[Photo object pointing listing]
──────

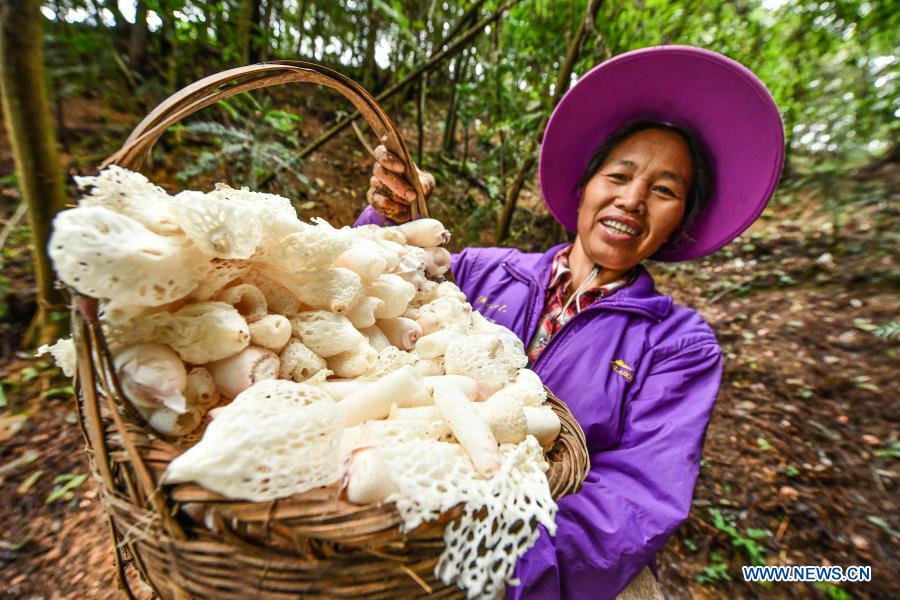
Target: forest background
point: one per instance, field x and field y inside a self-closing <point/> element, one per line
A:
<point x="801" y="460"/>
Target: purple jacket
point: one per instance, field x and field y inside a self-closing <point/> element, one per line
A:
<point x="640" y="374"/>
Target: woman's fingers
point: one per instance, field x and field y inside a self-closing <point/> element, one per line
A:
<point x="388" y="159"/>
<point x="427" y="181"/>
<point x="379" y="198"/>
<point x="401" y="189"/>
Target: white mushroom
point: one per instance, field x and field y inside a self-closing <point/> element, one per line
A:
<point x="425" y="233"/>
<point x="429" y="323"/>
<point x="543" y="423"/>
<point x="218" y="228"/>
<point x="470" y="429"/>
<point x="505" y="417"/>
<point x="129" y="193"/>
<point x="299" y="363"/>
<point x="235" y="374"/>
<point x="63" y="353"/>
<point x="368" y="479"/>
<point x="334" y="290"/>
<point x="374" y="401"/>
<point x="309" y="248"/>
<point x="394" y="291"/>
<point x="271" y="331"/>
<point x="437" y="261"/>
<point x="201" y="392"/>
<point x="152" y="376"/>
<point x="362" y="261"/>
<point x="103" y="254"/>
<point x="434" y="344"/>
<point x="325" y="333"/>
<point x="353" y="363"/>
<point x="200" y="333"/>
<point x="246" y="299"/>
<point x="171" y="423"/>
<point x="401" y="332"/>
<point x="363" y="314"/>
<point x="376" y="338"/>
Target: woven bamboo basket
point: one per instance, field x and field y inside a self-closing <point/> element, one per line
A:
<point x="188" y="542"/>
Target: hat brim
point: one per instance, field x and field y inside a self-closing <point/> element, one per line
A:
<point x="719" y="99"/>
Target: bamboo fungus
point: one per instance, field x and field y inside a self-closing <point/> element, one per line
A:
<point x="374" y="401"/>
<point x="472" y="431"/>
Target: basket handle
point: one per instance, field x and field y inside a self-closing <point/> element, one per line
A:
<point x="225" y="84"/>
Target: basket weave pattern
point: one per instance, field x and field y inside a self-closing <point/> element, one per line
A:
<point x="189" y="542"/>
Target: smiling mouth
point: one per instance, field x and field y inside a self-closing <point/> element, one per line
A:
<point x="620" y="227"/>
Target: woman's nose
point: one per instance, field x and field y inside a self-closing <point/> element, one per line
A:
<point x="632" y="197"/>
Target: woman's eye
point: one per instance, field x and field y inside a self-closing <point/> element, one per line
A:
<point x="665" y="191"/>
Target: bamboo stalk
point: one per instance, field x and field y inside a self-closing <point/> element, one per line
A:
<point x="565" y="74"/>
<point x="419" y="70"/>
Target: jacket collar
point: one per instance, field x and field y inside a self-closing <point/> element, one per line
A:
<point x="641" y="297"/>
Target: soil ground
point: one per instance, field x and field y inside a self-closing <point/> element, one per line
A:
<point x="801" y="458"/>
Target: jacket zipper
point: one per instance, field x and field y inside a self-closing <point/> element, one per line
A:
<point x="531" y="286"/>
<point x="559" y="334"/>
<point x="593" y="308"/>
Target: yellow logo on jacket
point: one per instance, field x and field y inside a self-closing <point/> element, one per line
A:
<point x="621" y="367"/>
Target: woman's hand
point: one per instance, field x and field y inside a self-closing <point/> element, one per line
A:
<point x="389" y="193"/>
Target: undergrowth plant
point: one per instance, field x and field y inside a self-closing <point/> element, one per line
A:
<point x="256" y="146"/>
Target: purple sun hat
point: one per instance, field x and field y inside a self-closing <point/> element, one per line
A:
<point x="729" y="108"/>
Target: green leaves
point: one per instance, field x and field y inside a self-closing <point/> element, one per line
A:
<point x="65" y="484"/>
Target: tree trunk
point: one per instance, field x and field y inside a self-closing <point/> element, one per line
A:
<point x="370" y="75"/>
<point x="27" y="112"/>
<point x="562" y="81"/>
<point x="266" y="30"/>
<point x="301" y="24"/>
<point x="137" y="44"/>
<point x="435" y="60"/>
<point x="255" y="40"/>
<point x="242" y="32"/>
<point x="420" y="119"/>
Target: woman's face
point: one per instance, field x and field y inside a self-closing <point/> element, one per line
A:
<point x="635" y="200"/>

──────

* [INSTRUCTIONS FOR THE TASK]: Write out, character for character, the part of the listing above that starts with the line containing "Target: purple sun hat" and continues through the end of the listing, including both of those ends.

* [RESPONSE TO THE TASK]:
Target: purple sun hat
point: one per instance, field x and field y inside a self-closing <point/> element, one per line
A:
<point x="729" y="108"/>
Target: green leaves
point: one per instance, field x and field y inside a self-closing <point/> element, one per line
A:
<point x="65" y="484"/>
Target: tree trunk
point: one per instance, field x and field y inside a self-closing <point/> element, one per line
A:
<point x="370" y="75"/>
<point x="27" y="112"/>
<point x="562" y="81"/>
<point x="266" y="30"/>
<point x="301" y="24"/>
<point x="137" y="44"/>
<point x="435" y="60"/>
<point x="255" y="40"/>
<point x="242" y="32"/>
<point x="420" y="119"/>
Target: woman's face
point: one per instance, field x and field y inside a self-closing <point/> element, one per line
A:
<point x="635" y="200"/>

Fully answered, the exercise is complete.